Passage given:
════════════════
When I first saw the mag’s cover headline, I thought, “Here we go – another spotlight on women who happily chose childfree life with no thought to the rest of us who didn’t.” I’m happy to report that’s not the case. For NotMoms who says they are without kids by chance and by choice is this gem from the director of the Carolina Population Center:
“Postponed childbearing is ‘the real story of fertility in the past 20 years. Women put off motherhood because of work, education or the lack of a desired partner and meanwhile, they develop lifestyles they enjoy.”
As owner and executive editor of this site, I was impressed to find so many of the issues discussed here, by me and by readers, popped up in the Time article, too. A NotMom who stopped going to church because she found it “oppressively family-centric.” A Latina who explains that in her family, motherhood is never “seen as an option,” only a given. African American NotMoms who prefer no children to motherhood with a less-educated or incompatible male. Childless men who rarely get noticed at all.
════════════════
(Stored data entries)
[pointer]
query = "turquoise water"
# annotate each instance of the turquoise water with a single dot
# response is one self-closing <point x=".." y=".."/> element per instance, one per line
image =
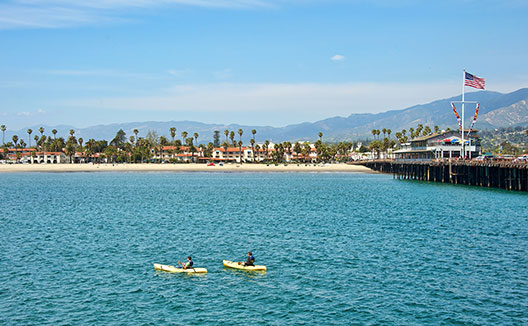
<point x="355" y="249"/>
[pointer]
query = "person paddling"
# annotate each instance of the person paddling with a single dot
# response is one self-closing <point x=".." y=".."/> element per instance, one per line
<point x="249" y="260"/>
<point x="188" y="264"/>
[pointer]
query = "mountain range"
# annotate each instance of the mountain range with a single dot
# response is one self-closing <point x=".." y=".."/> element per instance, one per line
<point x="496" y="110"/>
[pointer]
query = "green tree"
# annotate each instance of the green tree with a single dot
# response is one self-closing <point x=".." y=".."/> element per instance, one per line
<point x="297" y="149"/>
<point x="119" y="139"/>
<point x="172" y="133"/>
<point x="29" y="131"/>
<point x="252" y="142"/>
<point x="240" y="150"/>
<point x="225" y="145"/>
<point x="15" y="140"/>
<point x="216" y="138"/>
<point x="232" y="137"/>
<point x="3" y="128"/>
<point x="266" y="148"/>
<point x="136" y="132"/>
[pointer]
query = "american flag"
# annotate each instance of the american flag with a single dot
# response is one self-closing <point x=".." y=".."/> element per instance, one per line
<point x="474" y="81"/>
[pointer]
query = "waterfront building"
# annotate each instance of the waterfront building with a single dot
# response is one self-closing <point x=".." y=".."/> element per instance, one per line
<point x="179" y="154"/>
<point x="443" y="145"/>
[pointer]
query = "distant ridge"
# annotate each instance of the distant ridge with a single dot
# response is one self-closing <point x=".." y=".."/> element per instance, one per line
<point x="496" y="110"/>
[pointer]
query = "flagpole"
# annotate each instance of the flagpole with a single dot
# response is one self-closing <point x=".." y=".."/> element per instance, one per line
<point x="463" y="153"/>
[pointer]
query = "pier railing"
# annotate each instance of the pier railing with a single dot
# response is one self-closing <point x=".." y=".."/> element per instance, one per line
<point x="505" y="175"/>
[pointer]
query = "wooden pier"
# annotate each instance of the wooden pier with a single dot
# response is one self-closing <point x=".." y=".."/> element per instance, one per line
<point x="504" y="175"/>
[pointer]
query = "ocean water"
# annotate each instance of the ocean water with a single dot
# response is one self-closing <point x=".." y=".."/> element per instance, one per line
<point x="341" y="249"/>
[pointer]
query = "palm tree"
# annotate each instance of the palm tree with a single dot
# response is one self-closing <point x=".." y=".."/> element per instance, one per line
<point x="225" y="145"/>
<point x="135" y="131"/>
<point x="427" y="131"/>
<point x="257" y="148"/>
<point x="252" y="142"/>
<point x="29" y="131"/>
<point x="3" y="128"/>
<point x="266" y="147"/>
<point x="173" y="133"/>
<point x="240" y="150"/>
<point x="232" y="137"/>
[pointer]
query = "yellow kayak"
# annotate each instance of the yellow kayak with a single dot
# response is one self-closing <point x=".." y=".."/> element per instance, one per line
<point x="172" y="269"/>
<point x="234" y="264"/>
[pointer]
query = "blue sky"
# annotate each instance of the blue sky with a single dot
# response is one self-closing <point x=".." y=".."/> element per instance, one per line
<point x="257" y="62"/>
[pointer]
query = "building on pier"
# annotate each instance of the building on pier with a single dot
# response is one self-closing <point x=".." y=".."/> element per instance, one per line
<point x="446" y="144"/>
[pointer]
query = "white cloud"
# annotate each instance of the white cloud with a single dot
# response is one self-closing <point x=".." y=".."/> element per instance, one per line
<point x="223" y="74"/>
<point x="306" y="98"/>
<point x="67" y="13"/>
<point x="30" y="113"/>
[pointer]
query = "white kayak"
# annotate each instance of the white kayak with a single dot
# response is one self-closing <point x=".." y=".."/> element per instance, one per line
<point x="172" y="269"/>
<point x="237" y="265"/>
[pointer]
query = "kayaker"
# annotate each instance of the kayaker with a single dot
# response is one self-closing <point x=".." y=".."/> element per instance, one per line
<point x="188" y="264"/>
<point x="249" y="260"/>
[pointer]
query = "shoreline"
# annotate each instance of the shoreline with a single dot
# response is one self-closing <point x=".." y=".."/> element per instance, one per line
<point x="191" y="167"/>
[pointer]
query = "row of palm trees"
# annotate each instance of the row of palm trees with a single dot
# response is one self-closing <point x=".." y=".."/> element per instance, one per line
<point x="413" y="133"/>
<point x="142" y="149"/>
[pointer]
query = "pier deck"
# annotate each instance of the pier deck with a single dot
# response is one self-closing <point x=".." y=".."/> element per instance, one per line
<point x="504" y="175"/>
════════════════
Task instructions:
a - Please translate this sentence from the passage about women without children into Spanish: "I'm happy to report that's not the case."
b - Continue the passage about women without children, picking up after its final sentence.
You won't need the records for any of this.

Answer list:
a - Me alegra informar que no es así.

b -
Though dated August 12, 2013, publicity and availability of the issue featuring The Childfree Life kicked off on the first of the month. August first is gaining popularity as International Childfree Day, formerly known as Non-Parents Day. Coincidence? Probably not.
Ms. Sandler ends her piece on the upbeat, pointing to more than 20,000 members of child-free Meetup.com groups in more than 90 metropolitan areas who meet for zip-lining, canoeing and monthly dinners. A Nashville NotMom concludes, “We can do anything we want, so why wouldn’t we?”